[Stored data Boundary: Start]
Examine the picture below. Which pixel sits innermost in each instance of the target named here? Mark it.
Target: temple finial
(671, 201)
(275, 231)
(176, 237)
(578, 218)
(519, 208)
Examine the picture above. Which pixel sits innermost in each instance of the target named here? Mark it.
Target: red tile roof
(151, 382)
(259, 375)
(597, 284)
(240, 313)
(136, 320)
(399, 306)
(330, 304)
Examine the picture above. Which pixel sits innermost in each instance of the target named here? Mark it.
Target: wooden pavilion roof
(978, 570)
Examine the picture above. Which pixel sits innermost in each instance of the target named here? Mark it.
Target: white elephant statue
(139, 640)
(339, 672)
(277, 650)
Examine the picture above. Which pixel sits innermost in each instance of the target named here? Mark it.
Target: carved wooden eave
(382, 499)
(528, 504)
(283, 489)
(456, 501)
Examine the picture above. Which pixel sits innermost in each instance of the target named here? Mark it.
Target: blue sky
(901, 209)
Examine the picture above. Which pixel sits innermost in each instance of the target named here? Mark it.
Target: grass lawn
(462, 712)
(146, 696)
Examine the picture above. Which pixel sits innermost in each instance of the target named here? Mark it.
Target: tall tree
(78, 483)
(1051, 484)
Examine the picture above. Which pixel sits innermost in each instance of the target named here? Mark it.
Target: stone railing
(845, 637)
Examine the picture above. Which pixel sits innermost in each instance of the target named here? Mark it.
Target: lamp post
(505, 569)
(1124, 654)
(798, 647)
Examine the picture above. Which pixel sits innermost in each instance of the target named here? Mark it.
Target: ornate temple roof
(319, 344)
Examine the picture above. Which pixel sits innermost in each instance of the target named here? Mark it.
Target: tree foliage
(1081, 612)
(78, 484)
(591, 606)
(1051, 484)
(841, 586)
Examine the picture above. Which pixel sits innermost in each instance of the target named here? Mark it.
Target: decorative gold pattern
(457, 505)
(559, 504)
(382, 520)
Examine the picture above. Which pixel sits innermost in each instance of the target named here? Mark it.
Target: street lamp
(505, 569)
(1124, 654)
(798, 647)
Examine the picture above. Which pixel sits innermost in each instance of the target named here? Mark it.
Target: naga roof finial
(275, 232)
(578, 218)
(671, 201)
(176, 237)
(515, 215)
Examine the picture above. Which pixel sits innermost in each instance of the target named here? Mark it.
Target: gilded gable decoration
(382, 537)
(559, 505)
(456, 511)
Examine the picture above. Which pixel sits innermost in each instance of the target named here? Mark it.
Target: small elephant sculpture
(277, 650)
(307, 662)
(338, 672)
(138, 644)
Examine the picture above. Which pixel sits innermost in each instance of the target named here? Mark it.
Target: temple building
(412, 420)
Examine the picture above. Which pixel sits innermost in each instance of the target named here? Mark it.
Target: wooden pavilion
[Stored data Boundary: End]
--- Problem statement ---
Word-for-word copies of all the records are required.

--- Result for this task ---
Examine the picture below. Which pixel sits innermost in each instance of the target named here? Mark it.
Target: temple finial
(671, 201)
(275, 231)
(176, 237)
(578, 218)
(519, 208)
Examine the picture above. Which pixel sits innermost in each instance of the target named here? Mark it.
Target: red tile roof
(151, 382)
(259, 375)
(597, 284)
(240, 313)
(136, 320)
(399, 306)
(330, 304)
Examine the picture above. Which pixel sits innermost in each instance of the target named here? Mark it.
Target: wooden pavilion roof
(978, 570)
Examine the picture above. Which pixel sits innermost in each instance of the target named here? Mark it.
Target: white elephant statue
(139, 640)
(339, 672)
(277, 650)
Examine the picture above. Which pixel sits innermost in each instance of the target named here? Mark it.
Target: carved wooden eave
(382, 499)
(528, 504)
(283, 489)
(456, 501)
Examine the picture above. Which pixel sits innermost in each instance of the target named here? Mark it.
Target: blue sky
(901, 209)
Examine the picture above. Which pixel sits innermost in each instance of the target named here? Mark it.
Target: grass lawn
(462, 712)
(146, 696)
Examine the picture above. Which pixel sits innermost in each instance of the target named here? Mark it.
Target: tall tree
(78, 483)
(1051, 484)
Examine the picture above. Which pixel sits innermost in each instance of the target named here? Mark it.
Target: stone railing
(845, 637)
Examine the picture above. Which pixel sits innermost in each instance of the target named here? Mark it.
Target: lamp post
(505, 569)
(1124, 654)
(798, 647)
Examine the picture above. Which pixel sits innermost in each instance of the target named here? Mark it.
Target: ornate temple roof
(319, 344)
Examine the picture above. Which pixel sits innermost in each instance of the target named here? Mark it.
Target: tree foliage
(1081, 612)
(78, 484)
(591, 606)
(1051, 484)
(841, 586)
Examine the picture above. Which pixel sits innermost in each instance of the target named here? Mark it.
Target: decorative gold pattern
(457, 505)
(559, 504)
(382, 520)
Examine the picture above. Which pixel sits innermost in each instance of the target named here? Mark it.
Target: street lamp
(505, 569)
(1124, 654)
(798, 647)
Examine the picture above. Which pixel sits innermost in each instance of the target named here? Mark it.
Target: naga roof finial
(275, 232)
(578, 218)
(671, 201)
(176, 237)
(515, 215)
Examine the picture above. Which pixel sits innermost in each instance of the target named here? Mark it.
Target: gilded gable decoration
(382, 537)
(559, 505)
(456, 511)
Examine the picture above. Which pixel sits innermost in each instance of the target named here? Mark it.
Target: small elephant sculpture
(277, 650)
(307, 662)
(338, 672)
(138, 644)
Examine the picture above. Which pixel sits innermost in each instance of the target named here? Mark it.
Target: temple building
(412, 420)
Examine the picture above. Which pixel sits innermost in each instance of the target named here? Mark it.
Target: wooden pavilion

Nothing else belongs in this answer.